● **EXTRACT PROVIDED**:
═══
Specifically, Faster R-CNN is a two-stage object detection model. The first stage involves a Region Proposal Network (RPN) that generates object proposals. The RPN slides over the feature map obtained from the input image and outputs a set of rectangular object proposals (anchors) along with objectness scores. Mathematically, for a given anchor $a$, the RPN predicts a bounding box regression $\Delta a = (\Delta x, \Delta y, \Delta w, \Delta h)$ to adjust the anchor’s position and size, leading to the refined anchor $a' = a + \Delta a$. The objectness score $o_a$ indicates the likelihood of the anchor containing an object.

The second stage of Faster R-CNN refines these proposals and classifies them. Each proposal is pooled to a fixed-size feature map and then passed through a series of fully connected layers. The output includes a refined bounding box $\Delta b$ and a set of class probabilities $p$. In the context of Faster R-CNN, anchor boxes are predefined bounding boxes of various scales and aspect ratios that serve as references for object detection. The optimization of these anchor boxes is crucial, especially in datasets where objects vary significantly in size.

Integrating the FPN with Faster R-CNN significantly enhances the model’s performance, particularly in the context of anchor box optimization. FPN constructs a top-down architecture with lateral connections, facilitating the use of multi-scale, pyramidal hierarchy features. This multi-level feature representation allows for a more effective deployment of anchor boxes across different scales, compared to a Faster R-CNN model without FPN. In a standard Faster R-CNN without FPN, anchor boxes are applied to a single-scale feature map, which can limit their effectiveness in detecting objects of varying sizes. However, with FPN, anchor boxes are strategically distributed across different levels of the feature pyramid. This approach enables the model to better match anchor boxes with objects of corresponding sizes at different levels of the pyramid, enhancing the model’s ability to detect objects across a broader range of sizes. The combination of optimized anchor boxes and the multi-scale feature representation of FPN provides a robust framework for accurately identifying and localizing objects in complex scenes, making it particularly beneficial for scenarios with diverse object sizes and dimensions.
═══
● **REQUIREMENT 1**: List each line in the records that contains the word "patch".
═══
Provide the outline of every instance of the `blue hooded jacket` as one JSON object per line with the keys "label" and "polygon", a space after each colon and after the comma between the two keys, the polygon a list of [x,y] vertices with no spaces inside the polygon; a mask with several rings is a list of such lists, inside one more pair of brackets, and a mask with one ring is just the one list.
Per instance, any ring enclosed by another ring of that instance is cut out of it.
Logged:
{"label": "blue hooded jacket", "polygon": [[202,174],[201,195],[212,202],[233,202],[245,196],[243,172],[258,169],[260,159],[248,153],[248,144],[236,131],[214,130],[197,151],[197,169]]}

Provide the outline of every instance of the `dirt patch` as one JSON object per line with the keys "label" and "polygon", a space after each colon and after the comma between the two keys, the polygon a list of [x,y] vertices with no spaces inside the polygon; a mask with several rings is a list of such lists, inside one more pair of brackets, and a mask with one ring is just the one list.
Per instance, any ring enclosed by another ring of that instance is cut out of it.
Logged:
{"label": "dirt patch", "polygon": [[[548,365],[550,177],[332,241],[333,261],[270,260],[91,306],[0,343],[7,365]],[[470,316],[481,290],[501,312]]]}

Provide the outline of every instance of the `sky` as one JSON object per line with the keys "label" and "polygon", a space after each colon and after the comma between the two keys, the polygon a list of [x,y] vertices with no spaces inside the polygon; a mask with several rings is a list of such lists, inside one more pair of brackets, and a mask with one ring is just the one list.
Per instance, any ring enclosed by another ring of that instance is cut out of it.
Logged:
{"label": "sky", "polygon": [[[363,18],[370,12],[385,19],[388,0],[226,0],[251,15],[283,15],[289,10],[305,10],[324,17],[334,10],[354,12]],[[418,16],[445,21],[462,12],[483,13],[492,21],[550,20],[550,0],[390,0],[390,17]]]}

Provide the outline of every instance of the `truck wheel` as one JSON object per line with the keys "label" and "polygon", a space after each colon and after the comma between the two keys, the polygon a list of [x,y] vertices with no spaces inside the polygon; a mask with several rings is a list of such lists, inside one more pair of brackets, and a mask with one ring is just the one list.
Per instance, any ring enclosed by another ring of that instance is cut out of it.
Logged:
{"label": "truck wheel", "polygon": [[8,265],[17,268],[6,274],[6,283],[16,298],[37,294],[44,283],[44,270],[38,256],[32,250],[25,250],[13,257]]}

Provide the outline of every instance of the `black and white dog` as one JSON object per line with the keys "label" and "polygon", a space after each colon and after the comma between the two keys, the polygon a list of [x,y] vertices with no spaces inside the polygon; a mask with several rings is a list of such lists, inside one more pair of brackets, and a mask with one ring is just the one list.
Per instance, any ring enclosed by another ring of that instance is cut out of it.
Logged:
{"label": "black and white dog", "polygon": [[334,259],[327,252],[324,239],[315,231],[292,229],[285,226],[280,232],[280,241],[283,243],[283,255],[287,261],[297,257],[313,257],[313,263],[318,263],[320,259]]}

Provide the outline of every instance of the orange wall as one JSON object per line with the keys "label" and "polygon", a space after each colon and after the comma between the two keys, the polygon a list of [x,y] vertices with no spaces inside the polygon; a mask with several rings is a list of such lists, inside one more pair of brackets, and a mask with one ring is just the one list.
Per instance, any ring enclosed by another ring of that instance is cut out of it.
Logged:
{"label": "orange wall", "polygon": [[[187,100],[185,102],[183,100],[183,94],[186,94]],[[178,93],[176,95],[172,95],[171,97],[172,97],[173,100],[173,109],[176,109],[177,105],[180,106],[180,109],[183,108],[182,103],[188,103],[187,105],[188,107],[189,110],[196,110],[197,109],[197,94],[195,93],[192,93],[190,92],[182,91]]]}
═══
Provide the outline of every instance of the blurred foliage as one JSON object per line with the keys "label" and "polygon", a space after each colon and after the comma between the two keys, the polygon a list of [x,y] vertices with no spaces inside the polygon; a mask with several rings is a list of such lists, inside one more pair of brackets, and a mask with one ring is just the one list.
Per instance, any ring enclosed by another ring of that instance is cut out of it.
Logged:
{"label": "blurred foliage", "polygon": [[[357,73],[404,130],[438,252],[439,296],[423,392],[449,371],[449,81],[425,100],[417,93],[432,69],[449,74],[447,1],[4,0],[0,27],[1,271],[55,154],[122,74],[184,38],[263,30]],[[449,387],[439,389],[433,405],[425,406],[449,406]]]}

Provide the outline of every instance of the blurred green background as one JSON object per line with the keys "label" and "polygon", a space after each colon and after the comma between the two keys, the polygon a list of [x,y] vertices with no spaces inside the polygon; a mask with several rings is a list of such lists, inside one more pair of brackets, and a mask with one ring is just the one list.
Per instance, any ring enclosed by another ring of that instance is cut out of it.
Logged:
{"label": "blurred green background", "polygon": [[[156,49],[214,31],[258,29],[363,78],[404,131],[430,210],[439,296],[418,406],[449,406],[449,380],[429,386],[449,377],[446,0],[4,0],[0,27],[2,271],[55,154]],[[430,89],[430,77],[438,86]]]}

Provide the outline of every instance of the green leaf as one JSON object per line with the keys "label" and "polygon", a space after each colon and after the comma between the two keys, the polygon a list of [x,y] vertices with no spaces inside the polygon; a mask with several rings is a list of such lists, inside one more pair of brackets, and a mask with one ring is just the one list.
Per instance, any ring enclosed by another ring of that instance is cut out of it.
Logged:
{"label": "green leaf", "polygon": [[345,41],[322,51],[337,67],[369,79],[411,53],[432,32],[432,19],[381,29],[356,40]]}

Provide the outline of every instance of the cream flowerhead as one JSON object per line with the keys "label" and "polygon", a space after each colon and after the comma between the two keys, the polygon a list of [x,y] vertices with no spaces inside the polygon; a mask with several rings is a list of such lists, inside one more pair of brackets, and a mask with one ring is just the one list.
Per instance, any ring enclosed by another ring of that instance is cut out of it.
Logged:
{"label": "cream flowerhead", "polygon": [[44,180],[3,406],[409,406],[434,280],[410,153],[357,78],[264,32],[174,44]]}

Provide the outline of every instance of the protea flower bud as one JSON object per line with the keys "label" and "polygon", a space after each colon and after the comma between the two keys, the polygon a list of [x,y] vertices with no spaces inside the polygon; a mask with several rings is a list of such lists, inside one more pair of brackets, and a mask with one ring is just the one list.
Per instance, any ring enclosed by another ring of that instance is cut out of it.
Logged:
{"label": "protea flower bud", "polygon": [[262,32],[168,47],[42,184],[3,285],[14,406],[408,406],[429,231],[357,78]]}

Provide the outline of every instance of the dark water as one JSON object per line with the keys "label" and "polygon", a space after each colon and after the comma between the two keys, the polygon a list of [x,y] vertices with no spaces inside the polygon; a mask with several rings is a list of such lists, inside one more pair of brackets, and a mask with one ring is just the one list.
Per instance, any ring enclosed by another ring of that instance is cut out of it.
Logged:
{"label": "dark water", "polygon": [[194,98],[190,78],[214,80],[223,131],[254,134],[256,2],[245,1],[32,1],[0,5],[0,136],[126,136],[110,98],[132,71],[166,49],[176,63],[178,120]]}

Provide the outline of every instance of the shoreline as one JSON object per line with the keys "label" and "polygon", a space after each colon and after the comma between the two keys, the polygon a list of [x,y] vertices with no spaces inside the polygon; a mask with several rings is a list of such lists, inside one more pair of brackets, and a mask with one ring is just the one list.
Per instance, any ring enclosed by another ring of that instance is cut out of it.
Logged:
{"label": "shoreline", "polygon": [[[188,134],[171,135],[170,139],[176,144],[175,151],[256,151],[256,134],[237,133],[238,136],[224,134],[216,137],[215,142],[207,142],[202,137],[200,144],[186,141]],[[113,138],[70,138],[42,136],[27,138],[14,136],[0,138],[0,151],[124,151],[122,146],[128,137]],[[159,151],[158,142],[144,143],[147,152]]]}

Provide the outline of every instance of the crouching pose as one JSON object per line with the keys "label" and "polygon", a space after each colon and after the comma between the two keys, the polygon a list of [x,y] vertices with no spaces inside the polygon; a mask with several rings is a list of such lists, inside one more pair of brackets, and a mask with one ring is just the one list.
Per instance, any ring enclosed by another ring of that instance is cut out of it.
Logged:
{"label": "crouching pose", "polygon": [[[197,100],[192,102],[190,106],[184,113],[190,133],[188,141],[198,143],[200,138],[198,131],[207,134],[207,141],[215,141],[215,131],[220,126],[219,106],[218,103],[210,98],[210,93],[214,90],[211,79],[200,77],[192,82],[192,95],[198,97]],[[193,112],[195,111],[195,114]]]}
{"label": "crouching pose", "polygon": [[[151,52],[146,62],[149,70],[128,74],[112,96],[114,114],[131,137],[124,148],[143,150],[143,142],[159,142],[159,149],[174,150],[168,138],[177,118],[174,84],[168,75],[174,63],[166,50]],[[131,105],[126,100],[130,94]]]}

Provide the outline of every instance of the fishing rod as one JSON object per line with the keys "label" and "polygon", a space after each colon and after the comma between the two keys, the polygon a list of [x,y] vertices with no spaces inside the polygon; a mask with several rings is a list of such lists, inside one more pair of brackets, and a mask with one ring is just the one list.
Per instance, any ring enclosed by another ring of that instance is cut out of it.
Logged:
═══
● **REQUIREMENT 2**: According to the Faster R-CNN passage, what does the first stage of the model use to generate object proposals?

● **RIGHT ANSWER 1**:
Provide the outline of every instance of the `dirt patch` as one JSON object per line with the keys "label" and "polygon", a space after each colon and after the comma between the two keys, the polygon a list of [x,y] vertices with no spaces inside the polygon; a mask with several rings is a list of such lists, inside one more pair of brackets, and a mask with one ring is just the one list.
{"label": "dirt patch", "polygon": [[[548,365],[550,177],[332,241],[333,261],[270,260],[91,306],[0,343],[7,365]],[[470,316],[481,290],[501,312]]]}

● **RIGHT ANSWER 2**: A Region Proposal Network (RPN).